(Coordinate annotation records)
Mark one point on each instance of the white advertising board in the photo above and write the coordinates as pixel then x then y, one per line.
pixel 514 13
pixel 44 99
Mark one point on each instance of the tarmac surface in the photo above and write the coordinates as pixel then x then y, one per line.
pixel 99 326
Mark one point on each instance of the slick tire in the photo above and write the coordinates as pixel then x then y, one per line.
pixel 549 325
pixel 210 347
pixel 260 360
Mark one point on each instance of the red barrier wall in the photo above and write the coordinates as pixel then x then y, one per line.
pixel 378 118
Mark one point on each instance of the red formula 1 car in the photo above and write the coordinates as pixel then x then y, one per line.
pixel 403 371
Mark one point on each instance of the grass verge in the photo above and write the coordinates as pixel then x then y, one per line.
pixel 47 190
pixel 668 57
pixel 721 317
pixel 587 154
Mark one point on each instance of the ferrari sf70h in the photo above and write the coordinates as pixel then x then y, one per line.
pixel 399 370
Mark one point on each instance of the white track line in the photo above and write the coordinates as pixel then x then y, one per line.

PROMPT — Print every line of the data above again, unchanged and in the same order.

FULL OUTPUT —
Mark one point on each instance of the white advertising board in the photo above and write the coordinates as pixel then x then y, one per line.
pixel 514 13
pixel 44 99
Mark one point on each instance of the tarmac surface in the photo above and write the coordinates as pixel then x then y, one per line.
pixel 99 326
Mark one point on each instance of the slick tire in the photo above and write the coordinates as pixel then x then y, one per line.
pixel 549 325
pixel 210 347
pixel 260 360
Mark one point on each instance of the red barrier wall in the photo above and write the coordinates as pixel then x then y, one per line.
pixel 378 118
Mark one point on each instance of the red formula 1 car in the photo above and write the coordinates as pixel then x then y, one per line.
pixel 403 371
Mark one point on each instance of the grass verge in the photo above and write the coordinates as pixel then x then y, one per line.
pixel 47 190
pixel 668 57
pixel 721 317
pixel 587 154
Mark one point on each instance of the ferrari sf70h in the photo above and write the coordinates as pixel then x then y, one per line.
pixel 399 370
Mark one point on each instance of the white track line in the photo above and write the coordinates as pixel then x then y, one per line.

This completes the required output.